Given exercise 1:
From the sermon, list each thing the preacher says had already happened to Jesus before He began His ministry.
Given exercise 2:
Answer these questions from the sermon:
(a) On what day was the sermon given?
(b) Which Bible passage is listed with the sermon?
(c) According to the preacher, what is the first thing Jesus does when He begins His ministry?
Given exercise 3:
Reproduce the part of the sermon between "Matthew 4:12-23" and "hear them. Amen.", inclusive.

Selection:
┄┄┄┄┄┄┄┄┄┄

Sermon from Sunday 22nd January from Phil Horscroft

Matthew 4:12-23

Merciful Father, thank you for your many blessings and I pray that my words will be acceptable in your sight and fruitful for those who hear them. Amen.

In todays Gospel reading we see our Lord Jesus setting out on the beginning of His Ministry.  He has been baptised by John the Baptist; the Holy Spirit has descended upon him like a dove;  The Lord has spoken “This is my Son, My beloved in whom I delight”; He has been tested in the wilderness and not been found wanting in any measure. Now He begins His ministry and the first thing He does is He calls His disciples, which is what I would like to examine with you today.

┄┄┄┄┄┄┄┄┄┄

Given information:
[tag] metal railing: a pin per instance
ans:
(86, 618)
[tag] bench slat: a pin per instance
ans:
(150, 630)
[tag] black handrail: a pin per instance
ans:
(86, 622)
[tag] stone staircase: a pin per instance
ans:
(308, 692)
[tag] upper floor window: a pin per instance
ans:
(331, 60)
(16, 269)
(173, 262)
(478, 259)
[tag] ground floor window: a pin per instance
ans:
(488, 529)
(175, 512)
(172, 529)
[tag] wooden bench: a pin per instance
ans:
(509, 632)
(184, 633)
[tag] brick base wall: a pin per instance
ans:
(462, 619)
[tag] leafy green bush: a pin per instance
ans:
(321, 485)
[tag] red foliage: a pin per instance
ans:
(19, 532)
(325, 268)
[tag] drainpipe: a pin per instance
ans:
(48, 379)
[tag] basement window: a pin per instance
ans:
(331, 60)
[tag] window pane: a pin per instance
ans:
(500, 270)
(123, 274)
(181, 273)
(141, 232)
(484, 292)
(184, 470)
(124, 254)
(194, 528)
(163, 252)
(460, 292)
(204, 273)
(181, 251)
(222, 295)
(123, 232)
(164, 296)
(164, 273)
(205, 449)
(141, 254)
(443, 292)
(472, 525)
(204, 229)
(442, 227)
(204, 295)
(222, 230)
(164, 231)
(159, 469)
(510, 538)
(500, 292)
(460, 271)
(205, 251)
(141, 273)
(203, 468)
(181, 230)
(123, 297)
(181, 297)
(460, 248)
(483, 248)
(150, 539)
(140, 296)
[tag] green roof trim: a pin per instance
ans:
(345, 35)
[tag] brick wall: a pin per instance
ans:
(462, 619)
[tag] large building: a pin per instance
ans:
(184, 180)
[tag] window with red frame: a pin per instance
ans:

┄┄┄┄┄┄┄┄┄┄

Correct output 1:
- He had been baptized by John the Baptist.
- The Holy Spirit had descended upon Him like a dove.
- The Lord had spoken: "This is my Son, My beloved in whom I delight."
- He had been tested in the wilderness and not found wanting in any measure.

Correct output 2:
(a) Sunday 22nd January
(b) Matthew 4:12-23
(c) He calls His disciples.

Correct output 3:
Matthew 4:12-23

Merciful Father, thank you for your many blessings and I pray that my words will be acceptable in your sight and fruitful for those who hear them. Amen.